- What you are asked to do:
A word-for-word restatement of all the records is the required answer.

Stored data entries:

*** Begin section ***

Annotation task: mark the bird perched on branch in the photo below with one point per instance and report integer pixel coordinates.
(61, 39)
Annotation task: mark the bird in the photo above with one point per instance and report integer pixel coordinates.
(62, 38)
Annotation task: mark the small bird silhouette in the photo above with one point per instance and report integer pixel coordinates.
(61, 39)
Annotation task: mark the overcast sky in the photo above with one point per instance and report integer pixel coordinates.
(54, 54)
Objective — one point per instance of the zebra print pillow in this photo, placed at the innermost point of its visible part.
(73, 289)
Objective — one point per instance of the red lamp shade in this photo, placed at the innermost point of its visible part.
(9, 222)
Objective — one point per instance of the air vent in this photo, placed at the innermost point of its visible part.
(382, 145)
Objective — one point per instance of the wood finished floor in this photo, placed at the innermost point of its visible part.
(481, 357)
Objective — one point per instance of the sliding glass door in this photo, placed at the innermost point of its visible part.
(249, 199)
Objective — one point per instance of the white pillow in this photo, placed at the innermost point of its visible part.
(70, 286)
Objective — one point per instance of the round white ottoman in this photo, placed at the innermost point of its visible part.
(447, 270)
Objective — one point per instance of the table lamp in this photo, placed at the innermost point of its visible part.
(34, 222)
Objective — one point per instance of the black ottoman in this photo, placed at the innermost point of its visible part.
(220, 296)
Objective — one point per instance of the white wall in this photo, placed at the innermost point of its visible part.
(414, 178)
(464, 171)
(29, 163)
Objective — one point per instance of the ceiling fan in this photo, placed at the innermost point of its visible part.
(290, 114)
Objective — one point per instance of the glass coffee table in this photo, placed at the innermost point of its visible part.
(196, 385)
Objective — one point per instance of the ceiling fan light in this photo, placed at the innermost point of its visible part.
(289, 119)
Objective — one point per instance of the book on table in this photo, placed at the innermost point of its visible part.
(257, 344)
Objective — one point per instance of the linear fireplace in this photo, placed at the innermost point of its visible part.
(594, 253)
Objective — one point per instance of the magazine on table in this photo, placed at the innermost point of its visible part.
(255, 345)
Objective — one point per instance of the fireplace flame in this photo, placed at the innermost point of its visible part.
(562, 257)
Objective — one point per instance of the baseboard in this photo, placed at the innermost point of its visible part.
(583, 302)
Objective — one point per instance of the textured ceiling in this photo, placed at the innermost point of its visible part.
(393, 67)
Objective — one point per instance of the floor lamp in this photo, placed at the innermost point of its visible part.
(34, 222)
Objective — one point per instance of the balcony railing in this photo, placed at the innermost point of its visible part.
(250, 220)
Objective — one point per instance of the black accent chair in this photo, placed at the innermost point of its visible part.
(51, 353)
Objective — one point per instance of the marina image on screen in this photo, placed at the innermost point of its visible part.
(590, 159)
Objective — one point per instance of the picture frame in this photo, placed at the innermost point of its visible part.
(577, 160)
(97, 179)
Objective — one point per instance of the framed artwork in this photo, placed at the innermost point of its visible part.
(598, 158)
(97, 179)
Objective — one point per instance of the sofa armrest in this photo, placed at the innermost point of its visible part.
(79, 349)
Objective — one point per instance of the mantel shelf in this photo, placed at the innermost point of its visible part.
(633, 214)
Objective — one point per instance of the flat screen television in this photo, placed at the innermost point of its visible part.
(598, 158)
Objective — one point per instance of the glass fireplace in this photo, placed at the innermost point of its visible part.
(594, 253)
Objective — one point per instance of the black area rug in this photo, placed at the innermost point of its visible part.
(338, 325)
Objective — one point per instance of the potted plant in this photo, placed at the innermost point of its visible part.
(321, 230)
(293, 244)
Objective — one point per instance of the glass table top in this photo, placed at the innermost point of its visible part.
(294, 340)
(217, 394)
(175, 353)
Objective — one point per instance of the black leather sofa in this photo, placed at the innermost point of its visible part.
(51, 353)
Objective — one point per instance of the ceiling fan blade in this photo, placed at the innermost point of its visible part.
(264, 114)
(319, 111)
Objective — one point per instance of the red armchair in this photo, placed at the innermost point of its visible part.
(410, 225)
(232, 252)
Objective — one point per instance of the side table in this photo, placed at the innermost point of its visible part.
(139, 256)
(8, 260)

*** End section ***

- Answer to this problem:
Annotation task: mark the bird perched on branch in the photo below with one point per instance and report integer pixel coordinates.
(61, 39)
Annotation task: mark the bird in the photo above with one point per instance and report integer pixel coordinates.
(62, 38)
Annotation task: mark the small bird silhouette in the photo above with one point per instance and report integer pixel coordinates.
(61, 39)
Annotation task: mark the overcast sky in the photo above with one point per instance and report integer pixel coordinates.
(54, 54)
Objective — one point per instance of the zebra print pillow in this photo, placed at the innermost point of its visible part.
(73, 289)
Objective — one point per instance of the red lamp shade in this photo, placed at the innermost point of its visible part.
(9, 222)
Objective — one point per instance of the air vent in this photo, placed at the innermost point of its visible part.
(382, 145)
Objective — one point per instance of the wood finished floor in this photo, placed at the innermost point of its visible part.
(481, 357)
Objective — one point per instance of the sliding glass door in this photo, placed at the innermost point of its visible part.
(249, 199)
Objective — one point per instance of the white pillow in this photo, placed at the innermost point of its visible part.
(70, 286)
Objective — one point per instance of the round white ottoman in this photo, placed at the innermost point of its visible part.
(447, 270)
Objective — one point per instance of the table lamp in this photo, placed at the innermost point of its visible part.
(34, 222)
Objective — one point per instance of the black ottoman in this photo, placed at the innermost point of its visible part.
(220, 296)
Objective — one point per instance of the white wall in this photo, placed at the innermost point of its visible part.
(414, 178)
(464, 171)
(29, 163)
Objective — one point per instance of the ceiling fan in this photo, placed at the innermost point of its visible part.
(290, 114)
Objective — one point per instance of the glass coffee table in this photo, placed at the innermost point of its visible part.
(196, 385)
Objective — one point per instance of the ceiling fan light in this photo, placed at the innermost point of its visible part.
(289, 119)
Objective — one point per instance of the book on table in this photo, placed at the innermost point of its visible part.
(257, 344)
Objective — one point per instance of the linear fireplace in this photo, placed at the innermost point of its visible part.
(594, 253)
Objective — one point per instance of the magazine on table in this photo, placed at the innermost point of its visible part.
(255, 345)
Objective — one point per instance of the fireplace flame in this photo, placed at the innermost point of its visible part.
(562, 257)
Objective — one point per instance of the baseboard in this photo, placed at the innermost point of its visible part.
(583, 302)
Objective — one point per instance of the textured ceiling in this photo, placed at the innermost point of its visible part.
(393, 67)
Objective — one point per instance of the floor lamp in this photo, placed at the innermost point of its visible part.
(34, 222)
Objective — one point per instance of the balcony railing in this photo, placed at the innermost point of its visible part.
(250, 220)
Objective — one point per instance of the black accent chair in this photo, placed at the innermost point of its visible part.
(51, 353)
Objective — one point per instance of the marina image on screen in this photo, placed at the innermost point of its visible part.
(590, 159)
Objective — one point per instance of the picture frame in this photo, placed at the innermost point of its visible part.
(577, 160)
(97, 179)
Objective — one point per instance of the framed artwork in this photo, placed at the innermost point of its visible part.
(598, 158)
(97, 179)
Objective — one point per instance of the sofa armrest in this photo, placed at the innermost point of its visible part.
(79, 349)
Objective — one point per instance of the mantel shelf in this photo, placed at the innermost point of its visible part.
(633, 214)
Objective — one point per instance of the flat screen television in this photo, placed at the innermost point of its visible part.
(598, 158)
Objective — one point per instance of the glass fireplace in this photo, placed at the innermost point of its visible part.
(594, 253)
Objective — one point per instance of the black area rug in this photo, placed at the innermost point of its visible part.
(338, 325)
Objective — one point per instance of the potted plant in this photo, placed at the innermost point of its visible part.
(321, 230)
(293, 244)
Objective — one point per instance of the glass table top in this photo, placed at the innermost point of its visible part.
(294, 340)
(217, 394)
(175, 353)
Objective — one point per instance of the black leather sofa in this photo, placed at the innermost point of its visible part.
(51, 353)
Objective — one point per instance of the ceiling fan blade in this photo, placed at the innermost point of its visible part.
(264, 114)
(319, 111)
Objective — one point per instance of the red armchair in this photo, placed at the innermost point of its visible part.
(410, 225)
(232, 252)
Objective — one point per instance of the side table in this photo, placed at the innermost point of its visible part.
(139, 256)
(8, 260)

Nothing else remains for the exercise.